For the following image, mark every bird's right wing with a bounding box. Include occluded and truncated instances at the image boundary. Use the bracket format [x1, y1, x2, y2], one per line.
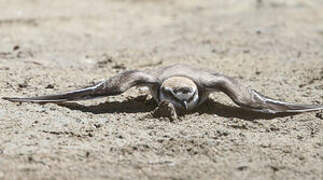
[2, 71, 159, 103]
[202, 74, 323, 113]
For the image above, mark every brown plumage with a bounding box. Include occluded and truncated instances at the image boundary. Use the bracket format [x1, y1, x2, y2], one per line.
[3, 65, 323, 113]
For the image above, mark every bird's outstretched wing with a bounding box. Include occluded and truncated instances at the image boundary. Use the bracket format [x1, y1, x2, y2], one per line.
[2, 71, 159, 103]
[202, 74, 323, 113]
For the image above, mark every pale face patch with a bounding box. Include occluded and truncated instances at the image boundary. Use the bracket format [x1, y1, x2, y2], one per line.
[160, 76, 199, 110]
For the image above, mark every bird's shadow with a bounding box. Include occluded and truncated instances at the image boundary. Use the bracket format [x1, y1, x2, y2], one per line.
[58, 95, 299, 121]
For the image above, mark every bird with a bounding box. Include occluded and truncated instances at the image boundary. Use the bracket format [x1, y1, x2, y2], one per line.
[2, 64, 323, 114]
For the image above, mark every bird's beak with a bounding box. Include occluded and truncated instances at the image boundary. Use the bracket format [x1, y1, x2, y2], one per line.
[183, 101, 188, 110]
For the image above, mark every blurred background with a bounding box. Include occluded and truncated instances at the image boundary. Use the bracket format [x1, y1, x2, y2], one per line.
[0, 0, 323, 179]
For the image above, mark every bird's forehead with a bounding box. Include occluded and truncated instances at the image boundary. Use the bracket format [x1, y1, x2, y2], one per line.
[162, 77, 197, 89]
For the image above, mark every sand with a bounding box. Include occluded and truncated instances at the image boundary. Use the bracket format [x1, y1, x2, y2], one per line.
[0, 0, 323, 179]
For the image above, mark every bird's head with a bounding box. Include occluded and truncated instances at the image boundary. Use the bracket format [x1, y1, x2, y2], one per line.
[160, 77, 199, 110]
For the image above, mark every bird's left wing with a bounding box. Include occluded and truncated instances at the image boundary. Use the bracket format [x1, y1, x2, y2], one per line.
[2, 71, 159, 103]
[200, 74, 323, 113]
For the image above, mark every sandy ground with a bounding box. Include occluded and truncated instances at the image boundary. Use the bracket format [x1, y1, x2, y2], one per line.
[0, 0, 323, 179]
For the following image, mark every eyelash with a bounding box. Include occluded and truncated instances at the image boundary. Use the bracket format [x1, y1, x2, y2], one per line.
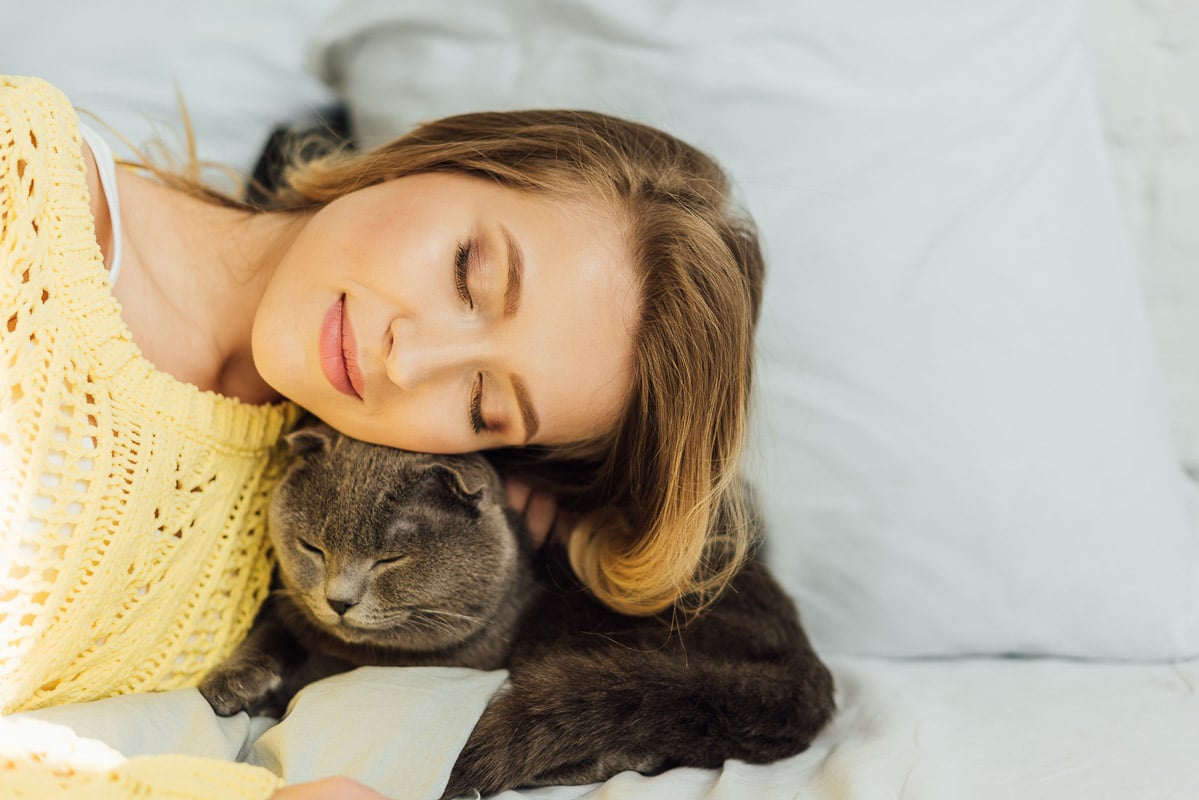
[453, 242, 475, 308]
[470, 373, 488, 434]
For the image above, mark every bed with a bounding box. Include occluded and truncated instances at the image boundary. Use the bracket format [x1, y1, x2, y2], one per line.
[0, 0, 1199, 800]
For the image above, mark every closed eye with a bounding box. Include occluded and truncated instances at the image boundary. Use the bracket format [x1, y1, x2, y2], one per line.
[453, 242, 475, 308]
[470, 373, 490, 434]
[296, 539, 325, 560]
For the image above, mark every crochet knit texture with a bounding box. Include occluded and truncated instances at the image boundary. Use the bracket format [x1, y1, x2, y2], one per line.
[0, 77, 297, 784]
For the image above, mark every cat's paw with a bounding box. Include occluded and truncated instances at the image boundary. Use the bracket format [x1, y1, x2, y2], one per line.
[199, 663, 283, 717]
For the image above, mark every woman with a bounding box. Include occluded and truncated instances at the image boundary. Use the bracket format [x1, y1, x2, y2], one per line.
[0, 78, 761, 796]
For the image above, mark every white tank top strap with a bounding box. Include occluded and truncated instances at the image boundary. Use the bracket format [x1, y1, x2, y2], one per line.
[79, 124, 121, 285]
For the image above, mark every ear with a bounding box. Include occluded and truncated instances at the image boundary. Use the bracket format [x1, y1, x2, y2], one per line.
[428, 458, 495, 510]
[283, 425, 337, 456]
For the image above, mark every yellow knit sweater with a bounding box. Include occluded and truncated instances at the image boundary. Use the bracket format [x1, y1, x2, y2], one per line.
[0, 77, 297, 796]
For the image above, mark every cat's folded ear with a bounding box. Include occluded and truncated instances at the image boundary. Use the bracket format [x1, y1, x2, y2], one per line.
[283, 422, 338, 456]
[428, 457, 495, 510]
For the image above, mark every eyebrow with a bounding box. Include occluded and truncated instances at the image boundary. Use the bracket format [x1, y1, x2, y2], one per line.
[510, 375, 541, 443]
[500, 225, 524, 319]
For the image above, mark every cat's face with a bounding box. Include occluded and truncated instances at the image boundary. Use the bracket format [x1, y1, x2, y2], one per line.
[270, 426, 519, 650]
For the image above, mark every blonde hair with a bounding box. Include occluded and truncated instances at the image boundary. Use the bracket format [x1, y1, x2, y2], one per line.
[221, 110, 763, 614]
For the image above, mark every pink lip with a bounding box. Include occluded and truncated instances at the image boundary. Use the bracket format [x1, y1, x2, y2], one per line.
[319, 295, 362, 399]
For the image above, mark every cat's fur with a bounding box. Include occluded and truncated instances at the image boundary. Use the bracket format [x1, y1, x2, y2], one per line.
[200, 426, 833, 798]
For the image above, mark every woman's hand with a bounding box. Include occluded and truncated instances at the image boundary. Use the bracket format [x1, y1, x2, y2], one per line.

....................

# [What the task asks]
Copy all of the items above word for word, leaving out the pictures.

# [Exercise result]
For the following image, mark every bird's right wing with a bounding box. Include occluded and truncated instances at the image boundary. Use the bracket format [x1, y1, x2, y2], one per line.
[2, 71, 159, 103]
[202, 74, 323, 113]
For the image above, mark every brown plumage with a bounding box. Include occluded and truncated instances at the image boundary. Use the bracket format [x1, y1, x2, y2], one per line.
[3, 65, 323, 113]
For the image above, mark every bird's outstretched wing with a bounding box. Include occluded and truncated instances at the image boundary. Use the bracket format [x1, y1, x2, y2], one per line.
[2, 71, 159, 103]
[202, 74, 323, 113]
For the image above, mark every pale face patch with a bounding box. Include occluded and truncated instances at the image boundary. Use the bracket format [x1, y1, x2, y2], one per line.
[160, 76, 199, 110]
For the image above, mark every bird's shadow with a bounding box. Include occluded and truncated instances at the image boundary. Use the bracket format [x1, y1, x2, y2], one per line.
[58, 95, 299, 121]
For the image above, mark every bird with a bounding box. Include occluded and truncated instances at the image boundary. Use the bracket format [x1, y1, x2, y2], one per line.
[2, 64, 323, 114]
For the image above, mark every bird's beak with a bounding box. Include occluded and truncated instances at the image boundary. Use the bracket format [x1, y1, x2, y2], one per line.
[183, 101, 188, 110]
For the image above, mark every blurred background with a bounding box. Include occluded and truncated instances at the image boundary. Use the bracket format [x1, y1, x2, y2], one per line.
[0, 0, 323, 179]
For the image above, mark every bird's forehead with a bounding box. Include occluded and truncated instances at the image boundary. Use the bracket format [x1, y1, x2, y2], one per line.
[162, 77, 197, 89]
For the image above, mark every sand with a bounding box. Include occluded and truncated instances at the image boundary. Use the bracket format [x1, y1, x2, y2], one per line.
[0, 0, 323, 179]
For the image above, mark every bird's head with a bounding box. Include occluded and truncated instances at the image boundary. Use the bracket format [x1, y1, x2, y2], one per line.
[160, 77, 199, 110]
For the image above, mark every bird's left wing with a bounding box. Include occluded and truncated instances at the image boundary. Use the bracket format [x1, y1, x2, y2], one per line.
[2, 71, 159, 103]
[200, 74, 323, 113]
For the image above, mark every sandy ground with a bounding box. Include occluded and truncated instances at the image boundary. Use the bracket format [x1, y1, x2, y2], one per line.
[0, 0, 323, 179]
For the following image, mark every eyelash with a bounding box. Include occluded and truncated instances at the image boundary. Use the bracket format [x1, y1, x2, y2], one per line.
[453, 242, 475, 308]
[470, 373, 488, 434]
For the image above, mark every bed with a bounding box. Include occluded and truncated instances at the image boundary. Use the bracket format [x1, y1, x2, y2], one per line.
[0, 0, 1199, 800]
For the image above, mark every closed eye with a bounding box. Include occluded and truncated instances at the image boundary. Use the bracket format [x1, y1, x2, y2], one per line.
[453, 242, 475, 308]
[470, 373, 490, 434]
[296, 539, 325, 560]
For the image above, mark every crochet knit texture with a bounding box. Include occluded and truncated instances at the image boundary. Use the bracket format [x1, y1, x2, y2], one per line.
[0, 77, 297, 784]
For the image above, mark every cat's paw with a bounding box. Include occluded and truncated instances at the image boundary. Use the bracket format [x1, y1, x2, y2], one per line.
[199, 663, 283, 717]
For the image above, mark every woman with a bounding box. Include occluded and truncated instances at the image boundary. Use the bracket format [x1, y1, x2, y2], one per line.
[0, 78, 761, 796]
For the image above, mark every white tank top strap with a bounding box. Include occluded and truncated instances at the image boundary. Use the bracket format [x1, y1, x2, y2], one per line.
[79, 124, 121, 285]
For the image above, mark every ear with a bounding box. Include occluded and truncated instances at the image boundary. Use the bracket format [x1, y1, x2, y2], one per line.
[428, 458, 495, 510]
[283, 425, 337, 456]
For the image above, mark every yellow knit sweater with a bounding box. Include occluded and truncated instances at the image boundary. Use the bracket format [x1, y1, x2, y2], one per line.
[0, 77, 297, 796]
For the image above, mark every cat's folded ear with a bounding box. Include occluded and truncated instances at the image boundary. Use the bracket format [x1, y1, x2, y2], one per line.
[283, 422, 338, 456]
[428, 457, 495, 510]
For the image above, mark every eyebrow with a bounding box. Include occluded and truncated instances at the image boundary. Use the bracket format [x1, y1, x2, y2], one per line.
[510, 375, 541, 443]
[500, 225, 524, 319]
For the image above, mark every cat's face with a bounding box. Include occluded and truncated instances at the image boundary. Use the bracket format [x1, y1, x2, y2], one per line.
[270, 426, 519, 650]
For the image above, mark every blonde hair with a bounding box. Include occluded and truncated instances at the image boundary. Use the bracket format [x1, y1, x2, y2], one per line.
[221, 110, 763, 614]
For the image above, mark every pink lip with a bounding box. Include occluded and truncated instances at the image boundary. Use the bracket format [x1, y1, x2, y2], one per line.
[319, 295, 362, 399]
For the image above, mark every cat's fur with a bounding box. Include occluded and truncated instances at the image boundary. Use the bracket format [x1, y1, x2, y2], one per line.
[200, 426, 833, 798]
For the image above, mark every woman's hand with a bounding box. Include occluded and truncated instances at the image boundary. Use the bracket format [x1, y1, x2, y2], one per line.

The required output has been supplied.